--- Supplied material ---
□ □ □ □ □

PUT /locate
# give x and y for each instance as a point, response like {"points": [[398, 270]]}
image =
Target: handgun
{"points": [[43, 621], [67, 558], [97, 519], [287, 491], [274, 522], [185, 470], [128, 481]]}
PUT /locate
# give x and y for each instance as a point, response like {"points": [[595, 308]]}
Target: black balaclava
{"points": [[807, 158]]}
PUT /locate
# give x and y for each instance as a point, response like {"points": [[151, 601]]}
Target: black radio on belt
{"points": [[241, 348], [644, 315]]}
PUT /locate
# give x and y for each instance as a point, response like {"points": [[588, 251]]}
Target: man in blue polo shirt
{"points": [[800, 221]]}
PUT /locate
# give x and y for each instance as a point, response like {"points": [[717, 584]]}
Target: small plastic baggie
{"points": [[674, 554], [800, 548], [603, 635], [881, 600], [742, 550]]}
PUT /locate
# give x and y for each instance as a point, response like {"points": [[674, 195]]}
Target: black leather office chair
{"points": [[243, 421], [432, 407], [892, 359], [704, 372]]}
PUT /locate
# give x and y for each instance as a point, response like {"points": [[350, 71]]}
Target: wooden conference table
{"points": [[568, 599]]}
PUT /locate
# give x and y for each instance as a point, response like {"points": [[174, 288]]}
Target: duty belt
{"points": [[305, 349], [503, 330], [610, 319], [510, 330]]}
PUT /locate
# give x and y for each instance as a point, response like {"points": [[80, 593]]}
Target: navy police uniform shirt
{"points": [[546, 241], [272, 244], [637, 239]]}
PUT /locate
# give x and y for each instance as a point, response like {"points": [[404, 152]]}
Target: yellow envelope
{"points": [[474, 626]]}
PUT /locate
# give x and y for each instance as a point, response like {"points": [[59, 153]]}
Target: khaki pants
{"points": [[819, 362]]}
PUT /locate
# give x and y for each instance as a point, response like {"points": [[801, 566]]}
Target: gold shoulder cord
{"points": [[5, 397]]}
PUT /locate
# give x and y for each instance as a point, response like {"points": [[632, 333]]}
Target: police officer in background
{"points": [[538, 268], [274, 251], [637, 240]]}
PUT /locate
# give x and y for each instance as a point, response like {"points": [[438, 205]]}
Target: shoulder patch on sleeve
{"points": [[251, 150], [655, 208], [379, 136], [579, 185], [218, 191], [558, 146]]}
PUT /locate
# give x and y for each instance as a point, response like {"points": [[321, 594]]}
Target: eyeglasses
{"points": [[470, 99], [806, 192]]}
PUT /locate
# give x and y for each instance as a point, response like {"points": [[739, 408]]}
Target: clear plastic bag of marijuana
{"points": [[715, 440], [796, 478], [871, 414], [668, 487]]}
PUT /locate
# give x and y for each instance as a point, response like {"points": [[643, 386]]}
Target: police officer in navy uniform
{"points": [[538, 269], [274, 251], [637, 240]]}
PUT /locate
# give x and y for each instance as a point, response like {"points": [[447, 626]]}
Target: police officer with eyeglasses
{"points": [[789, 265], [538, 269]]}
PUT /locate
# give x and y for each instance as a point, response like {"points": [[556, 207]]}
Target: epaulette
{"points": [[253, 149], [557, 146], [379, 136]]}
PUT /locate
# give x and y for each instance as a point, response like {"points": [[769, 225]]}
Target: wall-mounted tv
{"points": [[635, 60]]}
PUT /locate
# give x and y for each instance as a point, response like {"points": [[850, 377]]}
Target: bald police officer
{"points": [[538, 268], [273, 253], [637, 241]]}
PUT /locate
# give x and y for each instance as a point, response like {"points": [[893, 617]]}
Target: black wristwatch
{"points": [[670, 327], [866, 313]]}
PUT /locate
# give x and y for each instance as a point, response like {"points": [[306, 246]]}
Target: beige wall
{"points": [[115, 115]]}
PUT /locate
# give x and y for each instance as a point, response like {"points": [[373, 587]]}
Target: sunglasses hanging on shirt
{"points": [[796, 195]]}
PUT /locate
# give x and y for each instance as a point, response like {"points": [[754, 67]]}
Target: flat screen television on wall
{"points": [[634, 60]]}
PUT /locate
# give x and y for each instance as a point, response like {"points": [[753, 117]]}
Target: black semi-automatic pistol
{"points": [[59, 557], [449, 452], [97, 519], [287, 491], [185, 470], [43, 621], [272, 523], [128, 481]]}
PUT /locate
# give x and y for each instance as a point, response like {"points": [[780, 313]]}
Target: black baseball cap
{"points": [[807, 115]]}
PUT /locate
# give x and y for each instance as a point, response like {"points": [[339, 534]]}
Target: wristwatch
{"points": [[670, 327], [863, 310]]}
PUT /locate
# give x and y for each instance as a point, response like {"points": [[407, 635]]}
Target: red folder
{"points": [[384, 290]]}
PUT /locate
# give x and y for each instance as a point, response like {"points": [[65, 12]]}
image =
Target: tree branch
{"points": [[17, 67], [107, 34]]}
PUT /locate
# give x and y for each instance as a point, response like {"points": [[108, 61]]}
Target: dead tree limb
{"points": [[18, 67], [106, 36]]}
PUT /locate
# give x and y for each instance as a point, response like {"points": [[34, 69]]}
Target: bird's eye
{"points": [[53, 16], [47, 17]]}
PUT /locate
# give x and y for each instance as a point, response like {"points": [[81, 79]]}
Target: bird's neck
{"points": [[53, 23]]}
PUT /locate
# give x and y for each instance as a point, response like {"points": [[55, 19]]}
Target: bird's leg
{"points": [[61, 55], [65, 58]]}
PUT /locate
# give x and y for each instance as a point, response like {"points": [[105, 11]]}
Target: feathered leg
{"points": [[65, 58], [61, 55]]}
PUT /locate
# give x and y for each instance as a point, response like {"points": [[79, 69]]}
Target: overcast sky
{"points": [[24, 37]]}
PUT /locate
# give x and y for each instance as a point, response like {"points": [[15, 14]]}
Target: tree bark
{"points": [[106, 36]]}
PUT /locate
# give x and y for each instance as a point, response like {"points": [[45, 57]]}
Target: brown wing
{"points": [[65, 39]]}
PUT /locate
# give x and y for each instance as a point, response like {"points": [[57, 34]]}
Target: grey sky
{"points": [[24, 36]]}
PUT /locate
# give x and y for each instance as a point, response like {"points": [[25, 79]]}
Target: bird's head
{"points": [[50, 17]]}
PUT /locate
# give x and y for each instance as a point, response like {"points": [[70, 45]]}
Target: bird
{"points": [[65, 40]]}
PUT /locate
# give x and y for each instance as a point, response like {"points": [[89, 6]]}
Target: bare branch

□ □ □ □ □

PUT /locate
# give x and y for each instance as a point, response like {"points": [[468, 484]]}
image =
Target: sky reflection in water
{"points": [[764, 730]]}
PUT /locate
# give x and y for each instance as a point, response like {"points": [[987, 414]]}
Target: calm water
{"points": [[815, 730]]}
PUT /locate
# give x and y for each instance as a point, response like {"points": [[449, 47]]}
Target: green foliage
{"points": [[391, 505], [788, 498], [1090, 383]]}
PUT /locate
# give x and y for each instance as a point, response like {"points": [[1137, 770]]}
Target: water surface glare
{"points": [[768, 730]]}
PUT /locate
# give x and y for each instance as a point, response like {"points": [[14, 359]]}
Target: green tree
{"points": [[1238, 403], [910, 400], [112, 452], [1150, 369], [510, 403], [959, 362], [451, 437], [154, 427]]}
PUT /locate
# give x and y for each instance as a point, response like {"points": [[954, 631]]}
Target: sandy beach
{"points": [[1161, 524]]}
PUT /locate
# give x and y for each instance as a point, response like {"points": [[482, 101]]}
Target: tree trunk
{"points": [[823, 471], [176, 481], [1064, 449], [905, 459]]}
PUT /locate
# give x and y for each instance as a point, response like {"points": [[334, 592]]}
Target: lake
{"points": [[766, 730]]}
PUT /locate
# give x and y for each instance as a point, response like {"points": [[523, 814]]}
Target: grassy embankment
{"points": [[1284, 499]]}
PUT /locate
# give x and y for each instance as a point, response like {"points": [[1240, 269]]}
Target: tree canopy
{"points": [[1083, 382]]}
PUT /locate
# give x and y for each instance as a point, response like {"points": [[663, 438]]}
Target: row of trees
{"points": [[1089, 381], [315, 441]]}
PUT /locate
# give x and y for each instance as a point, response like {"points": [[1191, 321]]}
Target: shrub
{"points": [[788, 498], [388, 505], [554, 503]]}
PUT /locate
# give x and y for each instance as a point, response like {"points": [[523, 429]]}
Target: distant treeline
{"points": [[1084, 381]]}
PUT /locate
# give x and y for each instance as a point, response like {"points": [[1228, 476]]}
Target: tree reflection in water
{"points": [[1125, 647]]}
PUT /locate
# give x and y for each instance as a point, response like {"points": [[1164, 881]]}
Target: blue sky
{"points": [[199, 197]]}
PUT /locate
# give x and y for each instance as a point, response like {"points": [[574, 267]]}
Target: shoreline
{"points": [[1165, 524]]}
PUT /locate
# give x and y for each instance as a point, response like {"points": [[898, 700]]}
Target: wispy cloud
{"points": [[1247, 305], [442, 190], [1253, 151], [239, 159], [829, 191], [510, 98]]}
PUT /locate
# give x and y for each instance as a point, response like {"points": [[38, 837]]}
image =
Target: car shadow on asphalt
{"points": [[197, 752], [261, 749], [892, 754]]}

□ □ □ □ □

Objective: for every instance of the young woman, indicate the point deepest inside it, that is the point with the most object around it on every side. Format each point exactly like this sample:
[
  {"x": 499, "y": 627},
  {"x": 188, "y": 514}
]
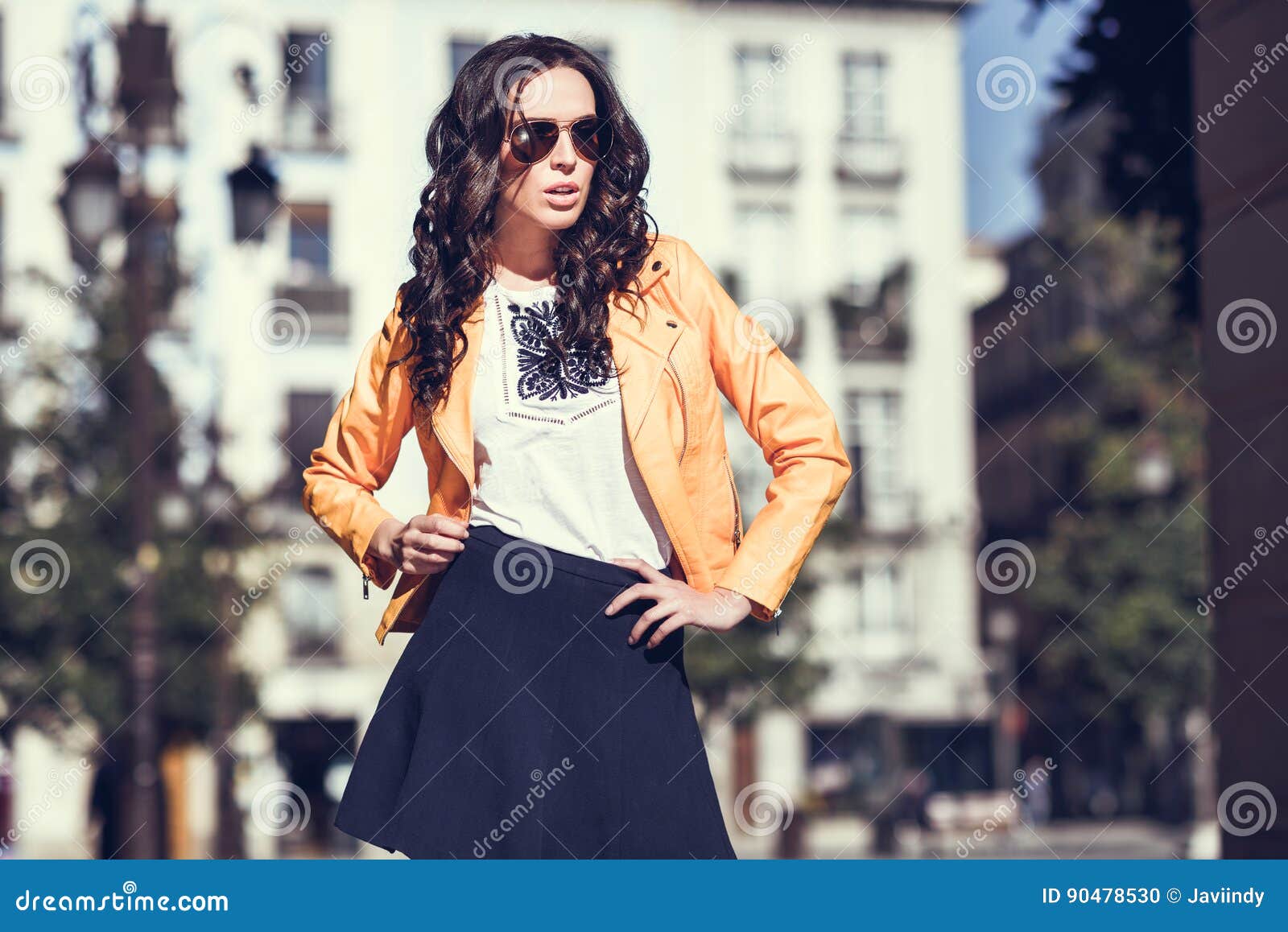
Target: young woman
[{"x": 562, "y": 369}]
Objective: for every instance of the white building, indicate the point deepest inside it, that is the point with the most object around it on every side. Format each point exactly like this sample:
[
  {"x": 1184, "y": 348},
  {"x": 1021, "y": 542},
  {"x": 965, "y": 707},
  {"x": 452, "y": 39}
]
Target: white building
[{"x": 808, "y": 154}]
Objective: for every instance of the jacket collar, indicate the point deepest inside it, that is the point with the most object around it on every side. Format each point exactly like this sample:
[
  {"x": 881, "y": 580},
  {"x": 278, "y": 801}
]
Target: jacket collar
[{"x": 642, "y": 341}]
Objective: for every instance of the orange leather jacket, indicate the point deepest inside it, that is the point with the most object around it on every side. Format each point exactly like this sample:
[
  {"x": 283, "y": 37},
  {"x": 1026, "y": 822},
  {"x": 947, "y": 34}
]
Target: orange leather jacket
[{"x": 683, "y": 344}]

□ □ □ □ □

--- The problem ---
Find each line in the listing above that contains "side", and copy that line.

--- Completed task ---
Objective: for every instance of the young woman, indicate the point deepest inside it, that is the point with the most object around it on every side. Format each point exactly like this sample:
Objective: for every instance of the white building, indicate the point deepest inside it, that is the point with the most object around it on every side. Format each point exactly like this sample:
Objective: for every instance of the jacket collar, indicate the point deepest inside it, that is the point with the most object around it on every side. Format each point exactly like this sample:
Objective: for every instance of the orange leather jacket, indicate the point deepest inside it, that is the point with the most object around it on every side. Format each point exactly like this sample:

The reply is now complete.